● **Excerpt**:
>> start

As explained in Andrieu and Roberts (2009) [see also Andrieu and Vihola (2015)], the algorithm’s correctness does not require the density estimates to be generated by (31), only for them to be unbiased. In particular, if the estimates are unbiased, GIMH may be interpreted as an MH algorithm on an expanded state space with an extension of \(\pi (d\theta )\) as its invariant distribution. Consequently, provided that the density estimator is suitably well behaved, GIMH returns consistent and asymptotically normal estimates of the target under conditions comparable to those for standard MH algorithms [e.g., the GIMH chain is uniformly ergodic whenever the associated ‘marginal’ chain is and the estimator is uniformly bounded (Andrieu and Roberts 2009); see Andrieu and Vihola (2015) for further refinements]. Consequently, if the kernel is product-form (i.e., \(\mathcal {M}(\theta ,dx)\) is product-form for each \(\theta \)), we may replace the estimators in (31) with their product-form counterparts:

$$\begin{aligned}&\pi ^N_\times (\theta )=\frac{1}{N^K}\sum _{\varvec{n}\in [N]^K}w(\theta ,X^{\varvec{n}})\nonumber ,\\&\pi ^N_\times (\tilde{\theta })=\frac{1}{N^K} \sum _{\varvec{n}\in [N]^K}w(\tilde{\theta },\tilde{X}^{\varvec{n}}), \end{aligned}$$
(32)

>> end

● **Record extracts**:

>> start

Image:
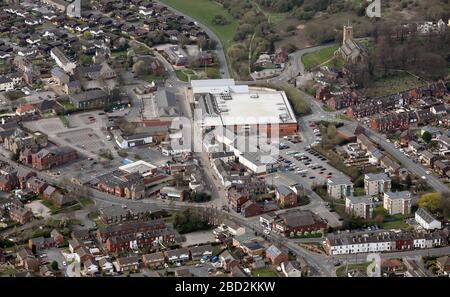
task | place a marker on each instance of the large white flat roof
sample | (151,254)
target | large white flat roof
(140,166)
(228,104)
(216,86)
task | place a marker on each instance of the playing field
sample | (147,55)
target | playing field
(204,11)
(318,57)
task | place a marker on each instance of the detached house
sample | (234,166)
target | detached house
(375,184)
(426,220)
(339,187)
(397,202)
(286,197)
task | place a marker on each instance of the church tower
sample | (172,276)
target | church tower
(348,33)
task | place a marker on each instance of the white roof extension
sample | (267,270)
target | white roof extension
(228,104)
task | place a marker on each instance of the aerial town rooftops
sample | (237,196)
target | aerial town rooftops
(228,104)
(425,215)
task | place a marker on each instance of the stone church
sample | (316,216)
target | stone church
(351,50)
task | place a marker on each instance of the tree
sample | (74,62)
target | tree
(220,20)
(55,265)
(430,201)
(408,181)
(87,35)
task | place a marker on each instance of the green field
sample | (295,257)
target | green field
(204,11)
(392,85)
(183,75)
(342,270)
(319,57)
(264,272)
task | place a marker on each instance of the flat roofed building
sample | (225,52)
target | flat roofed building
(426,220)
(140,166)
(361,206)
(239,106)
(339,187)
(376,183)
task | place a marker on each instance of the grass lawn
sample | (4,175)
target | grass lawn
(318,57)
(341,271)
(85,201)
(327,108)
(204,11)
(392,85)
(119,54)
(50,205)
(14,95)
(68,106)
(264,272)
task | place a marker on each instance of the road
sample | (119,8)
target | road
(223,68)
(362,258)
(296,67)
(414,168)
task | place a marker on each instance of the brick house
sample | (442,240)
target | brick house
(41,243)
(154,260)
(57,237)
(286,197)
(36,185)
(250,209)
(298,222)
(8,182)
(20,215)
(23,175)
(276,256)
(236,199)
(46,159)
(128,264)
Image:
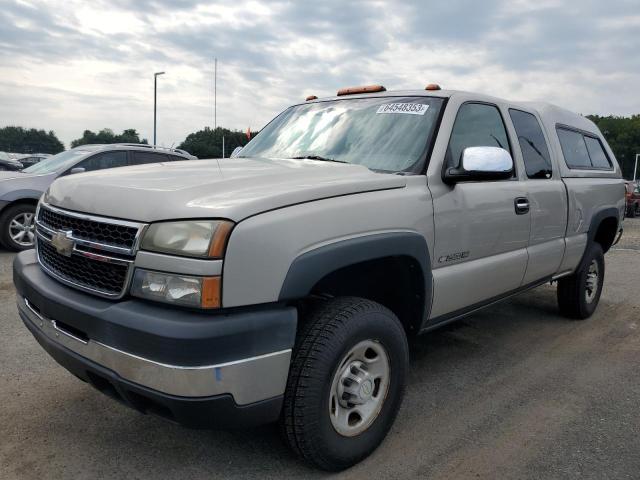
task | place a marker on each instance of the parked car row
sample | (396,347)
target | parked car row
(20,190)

>> end
>> start

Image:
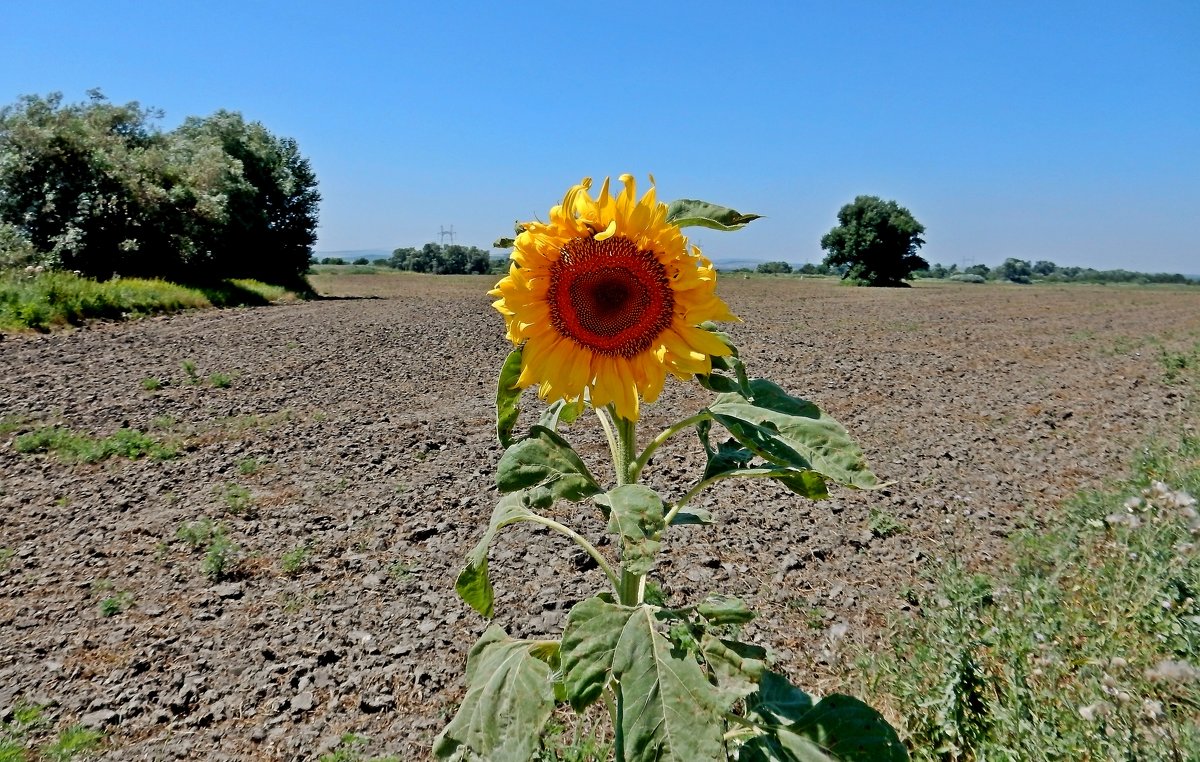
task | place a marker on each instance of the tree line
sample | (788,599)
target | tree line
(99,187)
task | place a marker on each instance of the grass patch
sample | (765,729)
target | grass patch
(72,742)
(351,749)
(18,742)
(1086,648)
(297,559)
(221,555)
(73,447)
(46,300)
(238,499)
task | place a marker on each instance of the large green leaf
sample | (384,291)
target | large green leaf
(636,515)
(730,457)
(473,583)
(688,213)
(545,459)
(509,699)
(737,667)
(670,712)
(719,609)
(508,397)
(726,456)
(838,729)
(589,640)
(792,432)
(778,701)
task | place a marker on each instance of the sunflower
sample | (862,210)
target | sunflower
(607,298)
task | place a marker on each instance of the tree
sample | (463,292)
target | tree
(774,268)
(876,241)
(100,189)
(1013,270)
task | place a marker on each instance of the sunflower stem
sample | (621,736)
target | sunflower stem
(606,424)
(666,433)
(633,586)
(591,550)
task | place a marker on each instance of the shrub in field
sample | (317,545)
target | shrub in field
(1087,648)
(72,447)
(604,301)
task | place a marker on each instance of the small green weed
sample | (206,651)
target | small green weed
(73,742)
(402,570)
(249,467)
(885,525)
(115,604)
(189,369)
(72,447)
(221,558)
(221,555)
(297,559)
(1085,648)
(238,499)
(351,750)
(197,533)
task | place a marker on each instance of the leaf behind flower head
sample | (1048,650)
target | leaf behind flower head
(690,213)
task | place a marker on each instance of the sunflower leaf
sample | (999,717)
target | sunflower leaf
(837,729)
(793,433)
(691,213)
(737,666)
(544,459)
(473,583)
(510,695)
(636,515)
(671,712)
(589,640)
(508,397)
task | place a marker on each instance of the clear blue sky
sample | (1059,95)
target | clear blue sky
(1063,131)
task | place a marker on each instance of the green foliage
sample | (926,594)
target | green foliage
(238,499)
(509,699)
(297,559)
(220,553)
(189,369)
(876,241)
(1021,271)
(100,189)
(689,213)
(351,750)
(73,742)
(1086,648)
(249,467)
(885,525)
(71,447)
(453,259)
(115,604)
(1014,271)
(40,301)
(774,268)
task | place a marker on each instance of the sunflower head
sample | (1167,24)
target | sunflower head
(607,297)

>> end
>> start

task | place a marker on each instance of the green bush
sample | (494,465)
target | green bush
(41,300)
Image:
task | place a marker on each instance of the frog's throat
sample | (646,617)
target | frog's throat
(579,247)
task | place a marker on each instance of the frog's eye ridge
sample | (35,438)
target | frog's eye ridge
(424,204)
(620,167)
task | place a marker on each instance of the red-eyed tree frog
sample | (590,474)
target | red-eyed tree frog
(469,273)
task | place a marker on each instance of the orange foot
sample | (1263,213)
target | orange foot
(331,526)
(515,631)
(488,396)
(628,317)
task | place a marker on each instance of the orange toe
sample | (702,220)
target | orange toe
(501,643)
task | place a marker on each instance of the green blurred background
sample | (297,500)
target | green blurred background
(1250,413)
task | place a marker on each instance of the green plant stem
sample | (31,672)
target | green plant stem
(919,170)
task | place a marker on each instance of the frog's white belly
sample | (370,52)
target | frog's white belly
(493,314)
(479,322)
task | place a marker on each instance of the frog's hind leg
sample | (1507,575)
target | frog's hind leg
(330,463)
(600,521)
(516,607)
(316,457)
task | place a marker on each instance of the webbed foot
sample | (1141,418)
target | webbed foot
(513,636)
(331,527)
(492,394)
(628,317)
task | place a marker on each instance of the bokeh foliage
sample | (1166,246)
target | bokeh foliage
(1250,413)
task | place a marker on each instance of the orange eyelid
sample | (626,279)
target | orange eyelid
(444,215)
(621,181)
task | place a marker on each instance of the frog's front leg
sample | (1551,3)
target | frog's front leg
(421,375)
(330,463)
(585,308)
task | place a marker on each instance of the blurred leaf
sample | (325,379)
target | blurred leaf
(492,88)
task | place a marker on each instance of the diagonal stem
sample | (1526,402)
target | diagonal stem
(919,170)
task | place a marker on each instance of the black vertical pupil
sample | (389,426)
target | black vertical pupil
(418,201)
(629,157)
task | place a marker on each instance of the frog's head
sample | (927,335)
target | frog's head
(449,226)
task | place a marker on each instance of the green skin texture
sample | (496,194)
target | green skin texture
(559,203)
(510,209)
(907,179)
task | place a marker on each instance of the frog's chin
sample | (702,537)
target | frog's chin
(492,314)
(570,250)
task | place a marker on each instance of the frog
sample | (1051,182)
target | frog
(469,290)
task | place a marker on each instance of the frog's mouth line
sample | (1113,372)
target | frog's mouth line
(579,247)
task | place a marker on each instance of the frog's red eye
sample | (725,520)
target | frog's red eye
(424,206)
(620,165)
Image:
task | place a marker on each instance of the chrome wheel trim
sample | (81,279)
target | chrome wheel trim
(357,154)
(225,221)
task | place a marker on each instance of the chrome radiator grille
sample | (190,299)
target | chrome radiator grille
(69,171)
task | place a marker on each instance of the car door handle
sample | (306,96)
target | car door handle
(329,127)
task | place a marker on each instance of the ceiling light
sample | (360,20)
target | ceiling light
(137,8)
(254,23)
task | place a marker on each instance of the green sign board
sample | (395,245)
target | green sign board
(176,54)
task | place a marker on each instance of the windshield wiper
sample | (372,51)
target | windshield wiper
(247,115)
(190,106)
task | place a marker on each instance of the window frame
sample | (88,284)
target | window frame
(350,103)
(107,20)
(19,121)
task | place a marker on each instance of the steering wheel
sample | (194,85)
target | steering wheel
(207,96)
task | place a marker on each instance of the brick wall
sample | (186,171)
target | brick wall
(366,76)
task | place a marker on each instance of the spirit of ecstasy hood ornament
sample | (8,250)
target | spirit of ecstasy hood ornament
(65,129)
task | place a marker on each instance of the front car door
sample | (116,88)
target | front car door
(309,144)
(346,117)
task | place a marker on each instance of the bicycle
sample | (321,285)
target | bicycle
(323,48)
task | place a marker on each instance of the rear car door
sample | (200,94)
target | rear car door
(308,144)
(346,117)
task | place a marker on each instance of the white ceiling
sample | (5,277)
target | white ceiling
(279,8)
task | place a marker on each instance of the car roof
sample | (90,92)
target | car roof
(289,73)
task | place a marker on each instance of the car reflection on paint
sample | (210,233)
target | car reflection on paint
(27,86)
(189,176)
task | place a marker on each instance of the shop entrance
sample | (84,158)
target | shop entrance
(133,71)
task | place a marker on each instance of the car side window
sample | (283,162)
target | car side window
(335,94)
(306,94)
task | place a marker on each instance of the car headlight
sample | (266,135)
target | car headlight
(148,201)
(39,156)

>> end

Decide whether each statement below agrees with the excerpt on the GIMH algorithm, answering yes or no and quoting the deciding words of the excerpt. 1. The algorithm's correctness requires the density estimates to be generated by (31). 2. If the estimates are unbiased, GIMH may be interpreted as an MH algorithm on an expanded state space. 3. The GIMH chain is uniformly ergodic whenever the associated marginal chain is and the estimator is uniformly bounded.

● **Solution**:
1. No: "the algorithm’s correctness does not require the density estimates to be generated by (31), only for them to be unbiased"
2. Yes: "if the estimates are unbiased, GIMH may be interpreted as an MH algorithm on an expanded state space"
3. Yes: "the GIMH chain is uniformly ergodic whenever the associated ‘marginal’ chain is and the estimator is uniformly bounded"